| GOAL OF THE EXERCISE |
Please copy each line of the data that includes the string "jeans".

(Image point grounding data)
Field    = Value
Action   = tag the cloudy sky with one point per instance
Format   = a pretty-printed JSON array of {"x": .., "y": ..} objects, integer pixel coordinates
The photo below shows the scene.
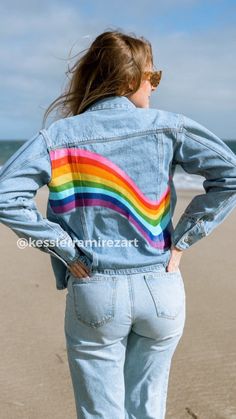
[{"x": 194, "y": 43}]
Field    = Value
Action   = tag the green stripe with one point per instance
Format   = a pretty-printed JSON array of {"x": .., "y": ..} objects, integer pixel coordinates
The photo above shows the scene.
[{"x": 87, "y": 183}]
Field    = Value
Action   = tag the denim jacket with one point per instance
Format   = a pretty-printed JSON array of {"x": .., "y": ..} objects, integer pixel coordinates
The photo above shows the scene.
[{"x": 109, "y": 173}]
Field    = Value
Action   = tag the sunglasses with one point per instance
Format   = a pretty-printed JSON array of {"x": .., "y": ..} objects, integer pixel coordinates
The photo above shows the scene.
[{"x": 154, "y": 77}]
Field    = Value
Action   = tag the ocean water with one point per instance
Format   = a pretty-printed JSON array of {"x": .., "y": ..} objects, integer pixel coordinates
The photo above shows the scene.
[{"x": 182, "y": 180}]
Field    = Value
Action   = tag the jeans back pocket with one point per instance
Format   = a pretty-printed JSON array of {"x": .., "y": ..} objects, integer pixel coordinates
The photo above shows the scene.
[
  {"x": 94, "y": 299},
  {"x": 167, "y": 291}
]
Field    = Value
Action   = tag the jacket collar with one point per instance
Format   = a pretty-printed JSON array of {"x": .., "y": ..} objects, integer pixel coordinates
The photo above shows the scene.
[{"x": 111, "y": 102}]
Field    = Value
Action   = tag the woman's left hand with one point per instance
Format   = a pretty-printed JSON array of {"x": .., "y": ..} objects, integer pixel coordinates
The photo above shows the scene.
[{"x": 174, "y": 261}]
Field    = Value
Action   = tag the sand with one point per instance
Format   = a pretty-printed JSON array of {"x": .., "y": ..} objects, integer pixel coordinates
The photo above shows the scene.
[{"x": 34, "y": 374}]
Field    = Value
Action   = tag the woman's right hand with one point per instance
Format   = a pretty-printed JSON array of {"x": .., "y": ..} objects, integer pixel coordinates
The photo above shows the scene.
[
  {"x": 174, "y": 261},
  {"x": 79, "y": 269}
]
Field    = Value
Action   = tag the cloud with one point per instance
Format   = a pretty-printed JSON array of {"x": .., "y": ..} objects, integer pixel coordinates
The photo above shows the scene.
[{"x": 37, "y": 40}]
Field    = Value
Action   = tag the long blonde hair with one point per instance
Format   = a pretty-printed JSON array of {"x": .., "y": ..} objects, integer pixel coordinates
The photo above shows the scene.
[{"x": 113, "y": 62}]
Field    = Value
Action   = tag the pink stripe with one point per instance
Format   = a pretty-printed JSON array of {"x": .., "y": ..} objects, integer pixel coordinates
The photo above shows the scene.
[
  {"x": 100, "y": 202},
  {"x": 59, "y": 153}
]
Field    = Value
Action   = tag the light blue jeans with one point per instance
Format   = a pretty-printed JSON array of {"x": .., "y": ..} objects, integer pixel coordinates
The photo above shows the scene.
[{"x": 121, "y": 333}]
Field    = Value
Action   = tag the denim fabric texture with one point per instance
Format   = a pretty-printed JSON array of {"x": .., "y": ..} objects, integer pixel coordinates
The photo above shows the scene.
[
  {"x": 121, "y": 333},
  {"x": 109, "y": 173}
]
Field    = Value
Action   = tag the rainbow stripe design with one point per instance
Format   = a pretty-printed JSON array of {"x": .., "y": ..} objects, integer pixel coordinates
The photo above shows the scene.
[{"x": 84, "y": 178}]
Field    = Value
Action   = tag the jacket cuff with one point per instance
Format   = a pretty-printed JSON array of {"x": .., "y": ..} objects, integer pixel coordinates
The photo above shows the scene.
[{"x": 187, "y": 232}]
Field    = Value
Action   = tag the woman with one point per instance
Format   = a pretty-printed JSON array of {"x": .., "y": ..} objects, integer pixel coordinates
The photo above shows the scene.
[{"x": 109, "y": 163}]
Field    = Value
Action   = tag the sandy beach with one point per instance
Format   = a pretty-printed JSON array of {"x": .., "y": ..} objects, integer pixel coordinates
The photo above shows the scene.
[{"x": 34, "y": 374}]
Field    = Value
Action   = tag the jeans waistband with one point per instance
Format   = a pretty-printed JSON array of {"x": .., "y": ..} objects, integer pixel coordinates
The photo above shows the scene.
[{"x": 138, "y": 269}]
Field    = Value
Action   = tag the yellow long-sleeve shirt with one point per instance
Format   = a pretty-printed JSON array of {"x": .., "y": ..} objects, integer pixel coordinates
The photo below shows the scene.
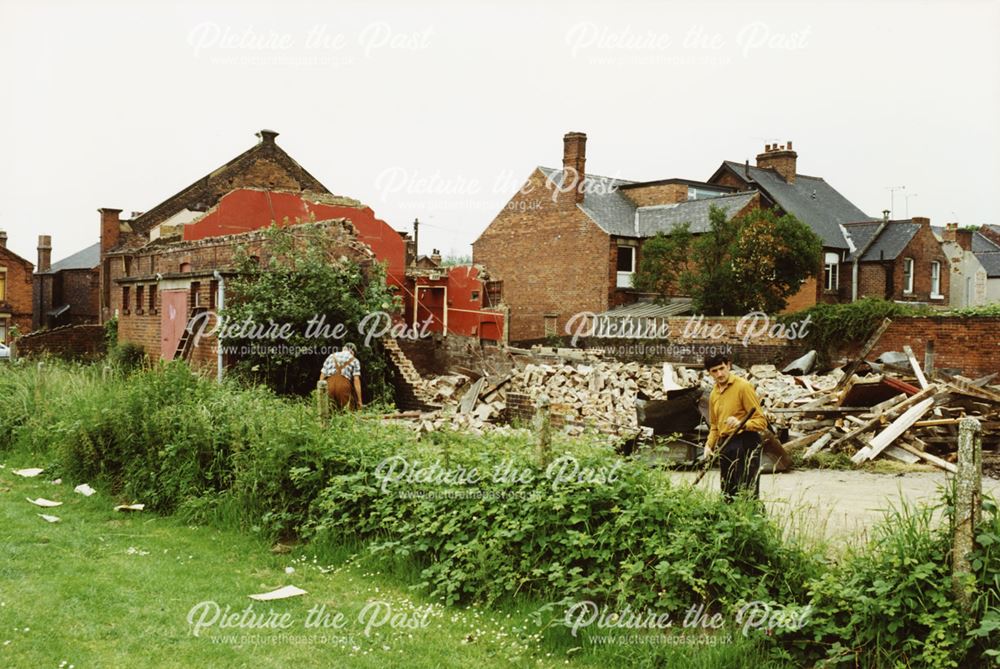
[{"x": 736, "y": 399}]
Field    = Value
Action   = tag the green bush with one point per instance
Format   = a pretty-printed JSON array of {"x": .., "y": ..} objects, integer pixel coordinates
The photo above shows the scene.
[{"x": 891, "y": 604}]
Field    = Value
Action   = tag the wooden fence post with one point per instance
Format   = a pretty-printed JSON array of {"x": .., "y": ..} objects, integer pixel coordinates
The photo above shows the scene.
[
  {"x": 543, "y": 423},
  {"x": 968, "y": 506},
  {"x": 322, "y": 401}
]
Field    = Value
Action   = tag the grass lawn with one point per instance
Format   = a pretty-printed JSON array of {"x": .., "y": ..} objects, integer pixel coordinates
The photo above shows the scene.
[{"x": 103, "y": 588}]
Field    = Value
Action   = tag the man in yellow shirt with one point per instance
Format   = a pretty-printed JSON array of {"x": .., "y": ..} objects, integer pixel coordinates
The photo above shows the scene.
[{"x": 731, "y": 400}]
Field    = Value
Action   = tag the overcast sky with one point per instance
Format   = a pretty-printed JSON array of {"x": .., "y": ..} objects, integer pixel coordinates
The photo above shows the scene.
[{"x": 438, "y": 111}]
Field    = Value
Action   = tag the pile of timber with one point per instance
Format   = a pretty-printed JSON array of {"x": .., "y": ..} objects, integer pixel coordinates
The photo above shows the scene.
[{"x": 917, "y": 421}]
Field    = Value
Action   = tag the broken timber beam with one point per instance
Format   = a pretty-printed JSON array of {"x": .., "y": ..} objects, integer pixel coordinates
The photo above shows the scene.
[
  {"x": 865, "y": 350},
  {"x": 892, "y": 432},
  {"x": 921, "y": 379}
]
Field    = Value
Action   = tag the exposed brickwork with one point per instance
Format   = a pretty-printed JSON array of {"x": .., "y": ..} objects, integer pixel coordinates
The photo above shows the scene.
[
  {"x": 886, "y": 279},
  {"x": 69, "y": 341},
  {"x": 969, "y": 344},
  {"x": 782, "y": 159},
  {"x": 548, "y": 254},
  {"x": 79, "y": 288},
  {"x": 189, "y": 267},
  {"x": 16, "y": 302}
]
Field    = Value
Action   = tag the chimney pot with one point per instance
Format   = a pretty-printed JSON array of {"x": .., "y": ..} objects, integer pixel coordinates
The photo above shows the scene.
[
  {"x": 574, "y": 164},
  {"x": 44, "y": 253},
  {"x": 267, "y": 136}
]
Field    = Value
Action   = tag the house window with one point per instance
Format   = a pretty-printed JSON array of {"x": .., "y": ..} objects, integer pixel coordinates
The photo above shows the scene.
[
  {"x": 907, "y": 275},
  {"x": 195, "y": 294},
  {"x": 550, "y": 325},
  {"x": 831, "y": 272},
  {"x": 626, "y": 266}
]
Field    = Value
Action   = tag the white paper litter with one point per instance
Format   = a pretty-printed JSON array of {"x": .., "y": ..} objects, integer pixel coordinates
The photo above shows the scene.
[
  {"x": 41, "y": 501},
  {"x": 130, "y": 507},
  {"x": 280, "y": 593}
]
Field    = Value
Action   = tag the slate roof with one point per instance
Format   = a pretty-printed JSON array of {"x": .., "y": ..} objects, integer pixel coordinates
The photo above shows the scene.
[
  {"x": 88, "y": 258},
  {"x": 991, "y": 263},
  {"x": 603, "y": 202},
  {"x": 617, "y": 215},
  {"x": 810, "y": 199},
  {"x": 664, "y": 218},
  {"x": 983, "y": 244},
  {"x": 890, "y": 242}
]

| REPLY |
Action   = tag the jeans back pocket with one point per instance
Action   = tag the light blue jeans with one point per instance
Action   = tag the jeans waistband with one point per instance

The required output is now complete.